*Point placement data:*

— BEGIN —

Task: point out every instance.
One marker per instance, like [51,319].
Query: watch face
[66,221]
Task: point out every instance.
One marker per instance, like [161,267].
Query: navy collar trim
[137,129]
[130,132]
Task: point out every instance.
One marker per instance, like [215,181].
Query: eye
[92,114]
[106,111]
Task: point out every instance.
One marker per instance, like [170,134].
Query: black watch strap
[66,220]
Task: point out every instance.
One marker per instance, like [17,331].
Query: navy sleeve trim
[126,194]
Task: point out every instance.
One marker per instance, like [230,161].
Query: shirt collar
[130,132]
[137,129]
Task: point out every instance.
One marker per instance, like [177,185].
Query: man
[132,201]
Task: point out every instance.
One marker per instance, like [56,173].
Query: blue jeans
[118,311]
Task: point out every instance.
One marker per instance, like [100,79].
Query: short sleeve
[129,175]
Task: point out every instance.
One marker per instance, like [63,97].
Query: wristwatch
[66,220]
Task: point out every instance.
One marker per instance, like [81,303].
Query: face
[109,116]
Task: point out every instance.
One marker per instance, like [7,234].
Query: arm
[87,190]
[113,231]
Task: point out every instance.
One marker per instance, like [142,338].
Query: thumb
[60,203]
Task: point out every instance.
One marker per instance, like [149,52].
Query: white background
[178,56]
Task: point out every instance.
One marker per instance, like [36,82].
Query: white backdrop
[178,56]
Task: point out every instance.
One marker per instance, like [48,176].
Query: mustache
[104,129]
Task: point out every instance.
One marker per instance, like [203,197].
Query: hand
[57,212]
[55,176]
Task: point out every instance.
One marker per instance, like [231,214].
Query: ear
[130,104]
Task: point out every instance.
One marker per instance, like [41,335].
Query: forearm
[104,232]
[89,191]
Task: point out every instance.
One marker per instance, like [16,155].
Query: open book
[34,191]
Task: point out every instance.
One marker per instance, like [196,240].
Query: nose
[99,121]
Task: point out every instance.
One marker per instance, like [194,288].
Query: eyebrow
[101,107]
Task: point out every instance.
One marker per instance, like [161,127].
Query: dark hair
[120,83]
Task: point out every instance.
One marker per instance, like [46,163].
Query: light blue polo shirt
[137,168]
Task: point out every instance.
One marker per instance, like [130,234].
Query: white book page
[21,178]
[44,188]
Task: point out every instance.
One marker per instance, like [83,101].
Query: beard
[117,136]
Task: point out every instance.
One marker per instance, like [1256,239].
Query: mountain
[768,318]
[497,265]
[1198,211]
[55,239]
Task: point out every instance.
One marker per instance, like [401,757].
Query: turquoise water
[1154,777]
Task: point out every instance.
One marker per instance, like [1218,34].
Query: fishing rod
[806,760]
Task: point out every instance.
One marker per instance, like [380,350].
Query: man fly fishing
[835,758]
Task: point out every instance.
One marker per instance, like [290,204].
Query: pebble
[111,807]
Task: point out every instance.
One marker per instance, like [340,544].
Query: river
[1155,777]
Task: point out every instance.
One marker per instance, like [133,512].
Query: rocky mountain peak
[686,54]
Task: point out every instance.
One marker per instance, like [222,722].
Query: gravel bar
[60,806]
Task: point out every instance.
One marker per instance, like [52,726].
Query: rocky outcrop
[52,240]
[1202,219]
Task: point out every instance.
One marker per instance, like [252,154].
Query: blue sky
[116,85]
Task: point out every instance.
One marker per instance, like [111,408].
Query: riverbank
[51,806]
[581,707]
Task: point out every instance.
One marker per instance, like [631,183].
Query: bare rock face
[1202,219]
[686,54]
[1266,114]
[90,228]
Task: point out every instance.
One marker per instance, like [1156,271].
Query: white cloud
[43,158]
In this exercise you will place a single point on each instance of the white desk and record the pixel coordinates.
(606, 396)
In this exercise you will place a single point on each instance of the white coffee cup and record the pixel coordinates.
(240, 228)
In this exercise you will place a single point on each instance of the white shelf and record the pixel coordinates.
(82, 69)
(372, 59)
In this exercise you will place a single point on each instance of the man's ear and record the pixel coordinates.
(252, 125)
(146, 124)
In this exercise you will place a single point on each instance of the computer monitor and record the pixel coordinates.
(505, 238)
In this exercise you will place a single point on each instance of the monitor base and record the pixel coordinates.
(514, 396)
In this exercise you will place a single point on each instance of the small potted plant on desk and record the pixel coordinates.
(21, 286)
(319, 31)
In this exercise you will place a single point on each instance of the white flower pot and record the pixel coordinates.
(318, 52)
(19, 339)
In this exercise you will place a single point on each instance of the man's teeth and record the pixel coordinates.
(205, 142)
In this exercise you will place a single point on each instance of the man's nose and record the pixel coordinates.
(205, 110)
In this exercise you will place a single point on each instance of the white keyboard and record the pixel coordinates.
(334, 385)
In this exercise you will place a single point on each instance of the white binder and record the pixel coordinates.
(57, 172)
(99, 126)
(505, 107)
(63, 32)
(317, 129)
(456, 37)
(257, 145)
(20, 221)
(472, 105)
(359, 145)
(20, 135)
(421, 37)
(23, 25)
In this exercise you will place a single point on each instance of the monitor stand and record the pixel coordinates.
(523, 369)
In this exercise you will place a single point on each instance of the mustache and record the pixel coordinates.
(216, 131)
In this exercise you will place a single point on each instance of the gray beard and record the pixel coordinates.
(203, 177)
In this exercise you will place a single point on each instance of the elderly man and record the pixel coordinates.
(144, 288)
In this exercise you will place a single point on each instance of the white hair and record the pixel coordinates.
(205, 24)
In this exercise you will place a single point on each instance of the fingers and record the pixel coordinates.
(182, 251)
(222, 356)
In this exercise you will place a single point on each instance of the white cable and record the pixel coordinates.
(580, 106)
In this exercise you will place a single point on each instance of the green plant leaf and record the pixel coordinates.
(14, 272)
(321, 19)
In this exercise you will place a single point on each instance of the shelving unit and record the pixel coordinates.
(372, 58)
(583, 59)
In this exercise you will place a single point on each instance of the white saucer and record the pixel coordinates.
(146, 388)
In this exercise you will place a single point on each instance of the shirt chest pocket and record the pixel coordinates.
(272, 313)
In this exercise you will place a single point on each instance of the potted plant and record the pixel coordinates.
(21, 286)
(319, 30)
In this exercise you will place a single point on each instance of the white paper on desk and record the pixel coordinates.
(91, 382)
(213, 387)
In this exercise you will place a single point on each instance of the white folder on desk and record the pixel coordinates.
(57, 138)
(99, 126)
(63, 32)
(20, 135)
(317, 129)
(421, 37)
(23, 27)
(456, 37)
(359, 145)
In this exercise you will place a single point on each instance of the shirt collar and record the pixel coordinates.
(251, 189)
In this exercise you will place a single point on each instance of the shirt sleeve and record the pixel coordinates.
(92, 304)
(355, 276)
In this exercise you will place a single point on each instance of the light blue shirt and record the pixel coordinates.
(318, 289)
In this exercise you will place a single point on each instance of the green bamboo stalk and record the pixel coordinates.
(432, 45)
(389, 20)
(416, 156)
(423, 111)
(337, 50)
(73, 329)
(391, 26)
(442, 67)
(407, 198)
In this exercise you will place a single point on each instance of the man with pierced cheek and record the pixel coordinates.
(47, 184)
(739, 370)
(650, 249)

— END —

*Task description:* Write out every line of the data above verbatim, without altering anything.

*Solution for this task:*
Task: point out every instance.
One marker per instance, like [51,319].
Query: watch face
[66,221]
Task: point out every instance.
One marker per instance, like [161,267].
Query: navy collar trim
[137,129]
[130,132]
Task: point out every instance.
One marker per instance, like [215,181].
Query: eye
[92,114]
[106,111]
Task: point out every instance.
One marker per instance, like [170,134].
Query: black watch strap
[66,220]
Task: point out every instance.
One marker per instance, like [17,331].
Query: navy sleeve trim
[126,194]
Task: point out every instance.
One marker per instance, like [230,161].
Query: shirt collar
[130,132]
[137,129]
Task: point out every instance.
One marker per instance, like [177,185].
Query: man
[132,201]
Task: point out every instance.
One marker per instance, like [56,173].
Query: blue jeans
[118,311]
Task: point out every instance.
One marker per instance, like [100,79].
Query: short sleeve
[129,175]
Task: point out every instance.
One marker per instance, like [63,97].
Query: wristwatch
[66,220]
Task: point out every instance.
One marker per instance, like [81,303].
Query: face
[109,116]
Task: point out every instance.
One marker per instance, like [7,234].
Query: arm
[87,190]
[113,231]
Task: point out every instance.
One marker per instance, like [142,338].
Query: thumb
[60,203]
Task: point out every instance.
One marker per instance, like [149,52].
Query: white background
[178,56]
Task: point out every instance.
One marker per instance, like [36,82].
Query: white backdrop
[178,56]
Task: point out every instance.
One marker per instance, like [48,176].
Query: mustache
[104,129]
Task: point out every instance.
One marker per instance, like [203,197].
Query: hand
[57,212]
[55,176]
Task: point out every instance.
One marker per instance, like [231,214].
Query: ear
[130,104]
Task: point out every instance.
One marker per instance, like [41,335].
Query: forearm
[104,232]
[89,191]
Task: point out every instance.
One marker per instance, like [16,155].
Query: open book
[34,191]
Task: point out every instance.
One marker per instance, like [196,240].
Query: nose
[99,121]
Task: point out every instance.
One marker per instance, like [194,288].
Query: eyebrow
[101,107]
Task: point out every instance.
One marker per instance, like [161,127].
Query: dark hair
[120,83]
Task: point out every instance.
One marker per instance, like [46,163].
Query: light blue polo shirt
[137,168]
Task: point out every instance.
One marker per instance, like [130,234].
Query: white book page
[21,178]
[44,188]
Task: point out every instance.
One marker per instance, like [83,101].
Query: beard
[117,136]
Task: point out every instance.
One marker per instance, like [1256,239].
Query: mountain
[768,318]
[497,265]
[1198,211]
[55,239]
Task: point out every instance.
One marker per instance, like [401,757].
Query: turquoise water
[1154,777]
Task: point out every instance.
One marker per instance, like [1218,34].
Query: fishing rod
[806,760]
Task: point out every instance.
One marker per instance, like [380,350].
Query: man fly fishing
[835,758]
Task: point out every instance.
One marker per instance, like [290,204].
Query: pebble
[111,807]
Task: point out every instance.
One marker per instance, like [340,544].
Query: river
[1155,777]
Task: point out every instance.
One marker per instance, like [133,512].
Query: rocky mountain peak
[686,54]
Task: point out every instance.
One marker per instance, like [222,722].
Query: gravel bar
[60,806]
Task: point out every instance.
One marker per instance, like [52,726].
Query: rocky outcrop
[52,240]
[1202,219]
Task: point out every instance.
One marker per instance, like [252,154].
Query: blue sky
[116,85]
Task: point out every instance.
One marker per instance, like [111,408].
Query: riverbank
[51,806]
[581,707]
Task: point out every instance.
One marker per instance, like [631,183].
Query: bare rock face
[1202,219]
[686,54]
[1266,114]
[90,228]
Task: point out every instance.
One marker per instance, like [1156,271].
Query: white cloud
[43,158]
In this exercise you will place a single point on each instance of the white desk and record the pixel coordinates.
(606, 396)
In this exercise you will place a single point on each instance of the white coffee cup and record the pixel coordinates.
(240, 228)
In this exercise you will place a single point on each instance of the white shelf and record the pixel coordinates.
(82, 69)
(372, 59)
In this exercise you will place a single point on each instance of the man's ear and record the pixel coordinates.
(252, 125)
(146, 124)
In this exercise you will place a single point on each instance of the computer monitor and record the pixel coordinates.
(505, 238)
In this exercise you will place a single point on each instance of the monitor base and record the pixel coordinates.
(514, 396)
In this exercise you will place a single point on each instance of the small potted plant on desk and record the pixel coordinates.
(21, 286)
(319, 31)
In this exercise you will place a single point on each instance of the white flower pot and record the pixel coordinates.
(318, 52)
(19, 339)
In this exercise you will place a single point on each instance of the man's teeth and record the pixel coordinates.
(205, 142)
In this exercise you will place a single point on each instance of the man's nose and record the pixel coordinates.
(205, 110)
In this exercise you will place a single point on each instance of the white keyboard and record the pixel coordinates.
(334, 385)
In this exercise you will place a single point on each instance of the white binder and record the pixel coordinates.
(57, 172)
(99, 126)
(505, 107)
(63, 32)
(317, 129)
(456, 37)
(257, 145)
(20, 221)
(472, 105)
(359, 145)
(20, 135)
(421, 37)
(23, 25)
In this exercise you will place a single point on each instance of the monitor stand and record the pixel coordinates.
(523, 369)
In this exercise you will place a single point on each instance of the mustache and record the pixel coordinates.
(216, 131)
In this exercise you will place a single point on each instance of the gray beard and record the pixel coordinates.
(203, 177)
In this exercise you will place a single point on each instance of the elderly man and record the pixel coordinates.
(144, 288)
In this exercise you will place a single point on each instance of the white hair and record the pixel coordinates.
(205, 24)
In this exercise you will place a single point on each instance of the fingers and record the pixel coordinates.
(182, 251)
(222, 356)
In this exercise you will place a single point on each instance of the white cable and record the pixel coordinates.
(580, 106)
In this exercise you will place a single point on each instance of the green plant leaf and record the pixel coordinates.
(14, 272)
(321, 19)
In this exercise you will place a single point on each instance of the shelving unit and record the pixel coordinates.
(372, 58)
(583, 59)
In this exercise you will place a single point on each instance of the white saucer and record the pixel coordinates.
(146, 388)
In this exercise you will place a single point on each instance of the shirt chest pocket and record the pixel coordinates.
(272, 313)
In this exercise you will place a single point on each instance of the potted plant and record the pixel coordinates.
(21, 286)
(319, 30)
In this exercise you will place a single point on each instance of the white paper on desk and record the pixel coordinates.
(91, 382)
(213, 387)
In this exercise you will place a single point on each instance of the white folder on desk and record the pixel coordinates.
(57, 138)
(99, 126)
(63, 32)
(20, 135)
(317, 129)
(421, 37)
(23, 27)
(456, 37)
(359, 145)
In this exercise you will place a single point on each instance of the shirt collar and record the pixel coordinates.
(251, 189)
In this exercise you will place a single point on each instance of the shirt sleeve and record the pixel coordinates.
(92, 304)
(355, 276)
In this exercise you will place a single point on each instance of the light blue shirt and record the pixel coordinates.
(318, 289)
In this exercise you will place a single point on each instance of the green bamboo stalk and record the pixel coordinates.
(432, 45)
(389, 20)
(416, 156)
(423, 111)
(337, 50)
(73, 329)
(391, 26)
(442, 67)
(407, 198)
In this exercise you will place a single point on each instance of the man with pierced cheek and record the pixel coordinates.
(47, 184)
(739, 370)
(650, 249)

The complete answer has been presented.